### Texte présenté
# Problème synchronistation Itouch



## Heidmall (10 Septembre 2008)

Bonjour, depuis ce matin je me suis mis à la version itunes 8 + itouch 2.1 et voila qu'à chaque synchronistation j'ai des messages qui apparaissent :

l(Ipod "Ipod Itouch" ne peut pas être synchronisé. Une erreur inconnue s'est produite (13213)

J'ai restauré mon ipod mais toujours pareil.

Quelqu'un a une idée ?


----------



## fandipod (10 Septembre 2008)

Perso je te conseille pas la synchronisation mais bon chacun fait ce qu'il veut.... Essaye de le faire manuellement je trouve ça mieux. Tiens moi au jus


----------



## Heidmall (10 Septembre 2008)

Pour les contacts / calendrier j'ai pas trop le choix 
Mais ca le fait aussi de facon manuel.
Enfin j'ai trouvé la solution sur le forum d'apple

(l'ipod doit etre eteint au moment de le brancher, ensuite ca refonctionne comme avant)


----------



## fandipod (10 Septembre 2008)

Ok tant mieux pour toi. Bon courage


----------



## frizouille (10 Septembre 2008)

j'ai le même problème, erreur (13213) un bon nombre de fois par synchro . 
j'ai tous fait = 
réinstall iTunes 
restaurer iPod, 
réparer autorisations OS X
etc ... 

la v2.1 serait-elle buggé ?


----------



## frizouille (10 Septembre 2008)

un truc étrange = 
  si je laisse faire la synchro, elle bug tous le temps et obligé de valider le msg d'erreur pour avancer. 
Si j'ouvre les préférences itunes avant un bug, la synchro semble se dérouler sans anomalies tant que je ne referme pas les préférences.


----------



## Heidmall (11 Septembre 2008)

frizouille a dit:


> un truc étrange =
> si je laisse faire la synchro, elle bug tous le temps et obligé de valider le msg d'erreur pour avancer.
> Si j'ouvre les préférences itunes avant un bug, la synchro semble se dérouler sans anomalies tant que je ne referme pas les préférences.



Tu as fais la manip que j'ai donné ?
A savoir eteindre completement ton ipod puis le brancher à itunes et laisser faire ensuite ?


----------



## Chamyky (13 Septembre 2008)

J'ai le même problème et ça n'a pas fonctionné.
En revanche, si je quitte et relance iTunes il n'y a pas de problème ; je pense que décocher l'option "Ouvrir iTuns au branchement de cet iPod" réglera le problème.

Avec un iPod Nano, iTunes plantait si l'option était cochée.


----------
######
**Consigne donnée**. Recopiez mot pour mot le passage du fil de discussion sur la synchronisation de l'iPod compris entre "Ok tant mieux" et "par synchro .", ces deux extrémités incluses. Appuyez-vous uniquement sur le fil de discussion.
### Matériel fourni
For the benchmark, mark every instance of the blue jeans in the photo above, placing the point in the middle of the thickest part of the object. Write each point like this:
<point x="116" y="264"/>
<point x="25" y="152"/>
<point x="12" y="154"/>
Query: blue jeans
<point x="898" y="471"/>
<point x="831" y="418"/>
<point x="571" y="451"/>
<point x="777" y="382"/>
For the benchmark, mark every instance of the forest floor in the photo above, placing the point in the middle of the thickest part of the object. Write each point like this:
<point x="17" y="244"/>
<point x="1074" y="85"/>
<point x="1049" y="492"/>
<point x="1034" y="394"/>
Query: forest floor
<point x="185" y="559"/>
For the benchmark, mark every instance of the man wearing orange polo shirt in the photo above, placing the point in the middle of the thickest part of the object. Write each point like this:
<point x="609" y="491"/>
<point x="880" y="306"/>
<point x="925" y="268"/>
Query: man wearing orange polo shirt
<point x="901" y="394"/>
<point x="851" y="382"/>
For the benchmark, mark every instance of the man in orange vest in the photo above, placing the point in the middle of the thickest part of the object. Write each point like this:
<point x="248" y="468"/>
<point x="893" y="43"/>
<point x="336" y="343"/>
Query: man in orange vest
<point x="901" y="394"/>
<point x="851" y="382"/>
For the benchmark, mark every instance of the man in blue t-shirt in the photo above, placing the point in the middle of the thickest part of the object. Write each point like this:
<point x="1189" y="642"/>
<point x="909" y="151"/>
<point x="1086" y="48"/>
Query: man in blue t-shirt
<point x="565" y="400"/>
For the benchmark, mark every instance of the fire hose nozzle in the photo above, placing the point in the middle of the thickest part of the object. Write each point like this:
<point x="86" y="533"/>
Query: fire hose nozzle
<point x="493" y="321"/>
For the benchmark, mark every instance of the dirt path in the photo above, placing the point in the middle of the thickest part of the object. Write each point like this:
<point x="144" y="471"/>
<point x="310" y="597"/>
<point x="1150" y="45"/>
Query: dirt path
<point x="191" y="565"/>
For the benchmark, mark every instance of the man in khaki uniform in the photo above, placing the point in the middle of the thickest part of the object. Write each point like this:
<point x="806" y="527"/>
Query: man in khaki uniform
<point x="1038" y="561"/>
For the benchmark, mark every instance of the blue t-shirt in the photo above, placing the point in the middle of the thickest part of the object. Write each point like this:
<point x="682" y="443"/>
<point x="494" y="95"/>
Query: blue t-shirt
######
**Réponse à l'exercice**.
Ok tant mieux pour toi. Bon courage


----------



## frizouille (10 Septembre 2008)

j'ai le même problème, erreur (13213) un bon nombre de fois par synchro .